▸ Information
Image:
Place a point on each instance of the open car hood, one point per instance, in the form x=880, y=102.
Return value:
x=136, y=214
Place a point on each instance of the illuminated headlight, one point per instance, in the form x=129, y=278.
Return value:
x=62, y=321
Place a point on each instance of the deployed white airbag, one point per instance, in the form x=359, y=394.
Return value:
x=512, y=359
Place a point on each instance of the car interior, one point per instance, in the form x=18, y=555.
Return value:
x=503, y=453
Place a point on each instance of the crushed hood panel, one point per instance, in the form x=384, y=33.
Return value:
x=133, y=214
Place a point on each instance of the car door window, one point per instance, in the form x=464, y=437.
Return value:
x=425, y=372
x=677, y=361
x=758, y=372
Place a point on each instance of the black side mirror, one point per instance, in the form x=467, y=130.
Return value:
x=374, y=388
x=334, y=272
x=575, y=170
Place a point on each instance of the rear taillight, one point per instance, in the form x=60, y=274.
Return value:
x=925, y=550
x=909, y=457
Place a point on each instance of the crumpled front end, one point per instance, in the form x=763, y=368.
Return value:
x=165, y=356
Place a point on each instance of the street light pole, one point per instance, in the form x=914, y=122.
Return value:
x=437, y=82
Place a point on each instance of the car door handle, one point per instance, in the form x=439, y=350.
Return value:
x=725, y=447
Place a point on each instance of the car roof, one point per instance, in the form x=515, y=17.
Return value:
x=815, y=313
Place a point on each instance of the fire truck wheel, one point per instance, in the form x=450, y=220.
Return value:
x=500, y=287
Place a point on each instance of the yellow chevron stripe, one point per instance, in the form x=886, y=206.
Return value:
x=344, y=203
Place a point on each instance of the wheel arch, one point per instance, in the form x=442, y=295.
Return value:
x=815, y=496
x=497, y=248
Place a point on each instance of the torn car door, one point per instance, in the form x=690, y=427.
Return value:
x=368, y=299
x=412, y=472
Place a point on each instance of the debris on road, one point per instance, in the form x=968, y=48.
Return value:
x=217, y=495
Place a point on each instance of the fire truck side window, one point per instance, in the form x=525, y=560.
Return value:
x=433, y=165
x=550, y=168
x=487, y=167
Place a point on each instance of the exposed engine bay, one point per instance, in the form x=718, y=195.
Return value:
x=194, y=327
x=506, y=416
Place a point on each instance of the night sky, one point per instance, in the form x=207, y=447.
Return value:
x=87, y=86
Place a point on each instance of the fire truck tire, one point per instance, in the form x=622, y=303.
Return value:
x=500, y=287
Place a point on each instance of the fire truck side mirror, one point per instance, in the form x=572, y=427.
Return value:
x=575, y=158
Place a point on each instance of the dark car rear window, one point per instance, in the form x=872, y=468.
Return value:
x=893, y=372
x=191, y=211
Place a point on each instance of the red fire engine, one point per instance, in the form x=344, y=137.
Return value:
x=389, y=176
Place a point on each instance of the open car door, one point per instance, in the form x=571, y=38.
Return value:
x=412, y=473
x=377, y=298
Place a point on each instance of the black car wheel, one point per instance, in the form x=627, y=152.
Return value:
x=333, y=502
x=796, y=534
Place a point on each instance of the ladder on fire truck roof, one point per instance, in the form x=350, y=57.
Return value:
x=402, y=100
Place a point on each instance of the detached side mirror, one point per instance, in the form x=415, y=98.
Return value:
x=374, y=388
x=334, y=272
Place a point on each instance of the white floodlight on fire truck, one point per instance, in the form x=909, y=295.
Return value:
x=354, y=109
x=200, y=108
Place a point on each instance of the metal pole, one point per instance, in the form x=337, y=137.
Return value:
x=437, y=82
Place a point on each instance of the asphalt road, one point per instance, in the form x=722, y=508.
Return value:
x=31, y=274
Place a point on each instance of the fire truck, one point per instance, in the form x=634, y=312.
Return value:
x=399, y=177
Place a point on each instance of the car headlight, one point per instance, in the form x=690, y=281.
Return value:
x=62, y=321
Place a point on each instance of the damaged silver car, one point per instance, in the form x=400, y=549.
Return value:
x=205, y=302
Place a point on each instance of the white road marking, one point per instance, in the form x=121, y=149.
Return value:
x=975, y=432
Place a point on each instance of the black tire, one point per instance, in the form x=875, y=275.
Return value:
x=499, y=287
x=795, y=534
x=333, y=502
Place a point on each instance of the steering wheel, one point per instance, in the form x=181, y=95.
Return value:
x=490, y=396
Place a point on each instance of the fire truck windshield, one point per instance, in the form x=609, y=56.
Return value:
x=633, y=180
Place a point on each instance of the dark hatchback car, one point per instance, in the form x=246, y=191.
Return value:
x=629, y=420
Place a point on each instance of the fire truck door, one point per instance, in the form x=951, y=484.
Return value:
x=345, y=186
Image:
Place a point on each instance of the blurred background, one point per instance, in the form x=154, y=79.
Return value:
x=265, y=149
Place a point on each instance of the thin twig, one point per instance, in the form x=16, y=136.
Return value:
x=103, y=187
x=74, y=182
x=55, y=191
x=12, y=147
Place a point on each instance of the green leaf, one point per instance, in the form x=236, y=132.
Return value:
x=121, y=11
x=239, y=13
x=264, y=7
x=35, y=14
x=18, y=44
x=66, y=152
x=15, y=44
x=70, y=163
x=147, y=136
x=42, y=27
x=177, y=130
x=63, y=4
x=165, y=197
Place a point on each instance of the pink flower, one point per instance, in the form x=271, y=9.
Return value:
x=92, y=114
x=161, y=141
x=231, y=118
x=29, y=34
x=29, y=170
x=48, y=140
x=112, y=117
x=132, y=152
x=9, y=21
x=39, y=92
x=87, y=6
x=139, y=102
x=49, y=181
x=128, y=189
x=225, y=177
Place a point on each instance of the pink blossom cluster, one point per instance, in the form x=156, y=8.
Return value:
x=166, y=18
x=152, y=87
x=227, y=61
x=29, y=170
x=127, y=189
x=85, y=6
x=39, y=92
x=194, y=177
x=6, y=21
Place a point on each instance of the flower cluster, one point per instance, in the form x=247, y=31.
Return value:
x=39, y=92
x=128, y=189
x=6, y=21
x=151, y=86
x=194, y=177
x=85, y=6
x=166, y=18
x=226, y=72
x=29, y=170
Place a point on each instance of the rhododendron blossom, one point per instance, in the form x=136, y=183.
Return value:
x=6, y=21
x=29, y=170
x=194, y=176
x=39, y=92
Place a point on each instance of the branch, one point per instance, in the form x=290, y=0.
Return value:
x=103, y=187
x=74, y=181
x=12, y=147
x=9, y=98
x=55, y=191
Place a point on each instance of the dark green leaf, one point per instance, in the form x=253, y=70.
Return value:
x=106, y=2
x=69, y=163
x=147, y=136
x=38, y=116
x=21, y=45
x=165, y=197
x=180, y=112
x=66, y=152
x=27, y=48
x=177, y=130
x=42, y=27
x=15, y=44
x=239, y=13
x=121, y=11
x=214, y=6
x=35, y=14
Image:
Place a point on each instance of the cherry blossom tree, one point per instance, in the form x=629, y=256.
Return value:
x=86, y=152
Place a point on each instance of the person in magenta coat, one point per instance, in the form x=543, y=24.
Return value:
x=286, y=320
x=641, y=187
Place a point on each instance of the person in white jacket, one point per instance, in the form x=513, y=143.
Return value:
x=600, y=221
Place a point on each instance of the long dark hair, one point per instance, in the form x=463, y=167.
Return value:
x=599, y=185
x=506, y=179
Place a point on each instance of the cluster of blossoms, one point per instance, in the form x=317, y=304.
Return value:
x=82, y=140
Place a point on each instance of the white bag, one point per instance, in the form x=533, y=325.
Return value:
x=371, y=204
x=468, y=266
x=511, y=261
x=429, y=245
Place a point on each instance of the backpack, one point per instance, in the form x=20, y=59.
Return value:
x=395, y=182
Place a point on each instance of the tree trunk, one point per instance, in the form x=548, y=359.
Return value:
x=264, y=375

▸ Brief
Give every record again, exactly as it reads.

▸ Task result
Image:
Place a point on each instance of the open car hood, one point per instance, in the form x=880, y=102.
Return value:
x=136, y=214
Place a point on each instance of the illuminated headlight, one point per instance, in the form x=129, y=278.
Return value:
x=62, y=321
Place a point on each instance of the deployed white airbag, one point per instance, in the form x=359, y=394.
Return value:
x=512, y=359
Place a point on each instance of the car interior, one point per instance, in the form x=18, y=555.
Return value:
x=503, y=453
Place a point on each instance of the crushed hood panel, one point per instance, in the form x=384, y=33.
Return value:
x=133, y=214
Place a point on each instance of the car door window, one point per instance, in the form x=464, y=437.
Return value:
x=425, y=372
x=677, y=361
x=758, y=372
Place a point on each instance of the black side mirror, one point per instance, in the form x=467, y=130.
Return value:
x=374, y=388
x=334, y=272
x=575, y=170
Place a point on each instance of the rear taillight, one point per instance, in the form x=60, y=274.
Return value:
x=925, y=550
x=909, y=457
Place a point on each instance of the crumpled front end, one point per instance, in the form x=763, y=368.
Return value:
x=165, y=356
Place a point on each instance of the street light pole, one point per instance, in the form x=914, y=122.
Return value:
x=437, y=82
Place a point on each instance of the car door handle, one point per instance, in the form x=439, y=350.
Return value:
x=725, y=447
Place a point on each instance of the car roof, one point per instance, in the form x=515, y=17.
Return value:
x=815, y=313
Place a point on each instance of the fire truck wheel, one point per instance, in the form x=450, y=220.
Return value:
x=500, y=287
Place a point on each instance of the yellow chevron stripe, one point per instance, in the form x=886, y=206.
Return value:
x=344, y=203
Place a point on each instance of the wheel arch, one point per instance, in the form x=442, y=295.
Return value:
x=815, y=496
x=497, y=248
Place a point on each instance of the torn car door, one point per instance, in the form x=690, y=427.
Return value:
x=368, y=299
x=412, y=472
Place a point on each instance of the debris on road, one point per instance, in the form x=968, y=48.
Return value:
x=217, y=495
Place a point on each instance of the fire truck side window, one point per instance, in the form x=525, y=560.
Return value:
x=433, y=165
x=550, y=168
x=487, y=167
Place a point on each instance of the exposed engine bay, one point per instance, in the form x=718, y=195.
Return value:
x=194, y=327
x=506, y=416
Place a point on each instance of the night sky, one point per instance, in the form x=207, y=447.
Return value:
x=87, y=86
Place a point on each instance of the fire truck tire, one point per instance, in the form x=622, y=303.
Return value:
x=500, y=287
Place a point on each instance of the fire truck side mirror, one point per instance, in the form x=572, y=427.
Return value:
x=575, y=158
Place a point on each instance of the dark car rear window, one point per instance, in the form x=872, y=468.
Return value:
x=893, y=372
x=191, y=211
Place a point on each instance of the red fire engine, one point per instance, in the form x=344, y=137.
Return value:
x=389, y=176
Place a point on each instance of the open car door, one point per instance, in the form x=571, y=38.
Return value:
x=412, y=473
x=377, y=298
Place a point on each instance of the black car wheel, one point per instance, in the form x=627, y=152.
Return value:
x=333, y=502
x=796, y=534
Place a point on each instance of the ladder on fire truck roof, one point per instance, in the form x=350, y=57.
Return value:
x=402, y=100
Place a point on each instance of the detached side mirror, one point per instance, in the form x=415, y=98.
Return value:
x=374, y=388
x=334, y=272
Place a point on each instance of the white floodlight on fire truck, one point per instance, in the form x=909, y=295.
Return value:
x=354, y=109
x=200, y=108
Place a point on each instance of the metal pole, one point per instance, in the form x=337, y=137.
Return value:
x=437, y=82
Place a point on each instance of the asphalt road, one point per instance, in the form x=722, y=508.
Return value:
x=31, y=274
Place a point on each instance of the fire truck, one point per instance, in the form x=634, y=312.
Return value:
x=399, y=177
Place a point on each instance of the car headlight, one point per instance, in the form x=690, y=281.
Return value:
x=62, y=321
Place a point on each instance of the damaged silver car, one point per instance, in the form x=400, y=549.
Return value:
x=205, y=302
Place a point on each instance of the white road marking, one point per instance, in the form x=121, y=149.
Return value:
x=975, y=432
Place a point on each instance of the black tire, one point per instance, in the form x=875, y=275.
Return value:
x=499, y=287
x=795, y=534
x=333, y=502
Place a point on each instance of the steering wheel, one point per instance, in the form x=181, y=95.
Return value:
x=490, y=396
Place a point on each instance of the fire truck windshield, one point per instance, in the form x=609, y=56.
Return value:
x=633, y=180
Place a point on each instance of the dark hatchback car, one point per instance, in the form x=246, y=191.
Return value:
x=629, y=420
Place a point on each instance of the fire truck door, one point per instance, in the form x=951, y=484.
Return value:
x=345, y=186
Image:
Place a point on each instance of the blurred background, one point per instance, in the form x=154, y=79.
Return value:
x=265, y=149
Place a point on each instance of the thin twig, one point per instance, in the form x=16, y=136.
Return value:
x=103, y=187
x=74, y=182
x=55, y=191
x=12, y=147
Place a point on each instance of the green leaf, one point per instance, in the form x=236, y=132.
Return value:
x=121, y=11
x=239, y=13
x=264, y=7
x=35, y=14
x=18, y=44
x=66, y=152
x=15, y=44
x=70, y=163
x=147, y=136
x=42, y=27
x=177, y=130
x=63, y=4
x=165, y=197
Place a point on each instance of the pink flower, one point per instance, in the form x=271, y=9.
Return value:
x=92, y=114
x=161, y=141
x=231, y=118
x=29, y=34
x=29, y=170
x=48, y=140
x=112, y=117
x=132, y=152
x=9, y=21
x=39, y=92
x=87, y=6
x=139, y=102
x=49, y=181
x=128, y=189
x=225, y=177
Place a point on each instance of the pink blossom cluster, one point per instance, in the form x=156, y=8.
Return value:
x=166, y=18
x=152, y=87
x=227, y=61
x=29, y=170
x=127, y=189
x=85, y=6
x=39, y=92
x=194, y=177
x=6, y=21
Place a point on each instance of the flower cluster, one point per instance, in the form x=247, y=31.
Return value:
x=39, y=92
x=128, y=189
x=6, y=21
x=151, y=86
x=194, y=177
x=85, y=6
x=166, y=18
x=226, y=72
x=29, y=170
Place a point on each instance of the rhododendron blossom, one point per instance, in the form x=136, y=183.
Return value:
x=6, y=21
x=29, y=170
x=194, y=176
x=39, y=92
Place a point on each instance of the branch, one point per instance, in the form x=290, y=0.
Return value:
x=103, y=187
x=74, y=181
x=12, y=147
x=9, y=98
x=55, y=191
Place a point on each instance of the dark green leaf, one point per instance, in the form x=253, y=70.
Return value:
x=106, y=2
x=69, y=163
x=147, y=136
x=38, y=116
x=21, y=45
x=165, y=197
x=180, y=112
x=66, y=152
x=27, y=48
x=177, y=130
x=42, y=27
x=15, y=44
x=239, y=13
x=121, y=11
x=214, y=6
x=35, y=14
Image:
Place a point on each instance of the cherry blossom tree, one point per instance, in the form x=629, y=256.
Return value:
x=86, y=152
Place a point on each instance of the person in magenta coat, one point per instance, in the form x=543, y=24.
Return value:
x=286, y=320
x=641, y=187
Place a point on each instance of the person in white jacket, one point per instance, in the form x=513, y=143.
Return value:
x=600, y=221
Place a point on each instance of the long dark hair, one point per instance, in the form x=463, y=167.
Return value:
x=599, y=185
x=506, y=179
Place a point on each instance of the cluster of blossoms, one point per instance, in the form x=317, y=304.
Return value:
x=82, y=140
Place a point on each instance of the white bag, one point per instance, in the form x=533, y=325.
Return value:
x=371, y=204
x=468, y=266
x=511, y=261
x=429, y=245
Place a point on each instance of the backpack, one point per instance, in the form x=20, y=59.
Return value:
x=395, y=182
Place a point on each instance of the tree trunk, one point per instance, in the form x=548, y=359.
Return value:
x=264, y=375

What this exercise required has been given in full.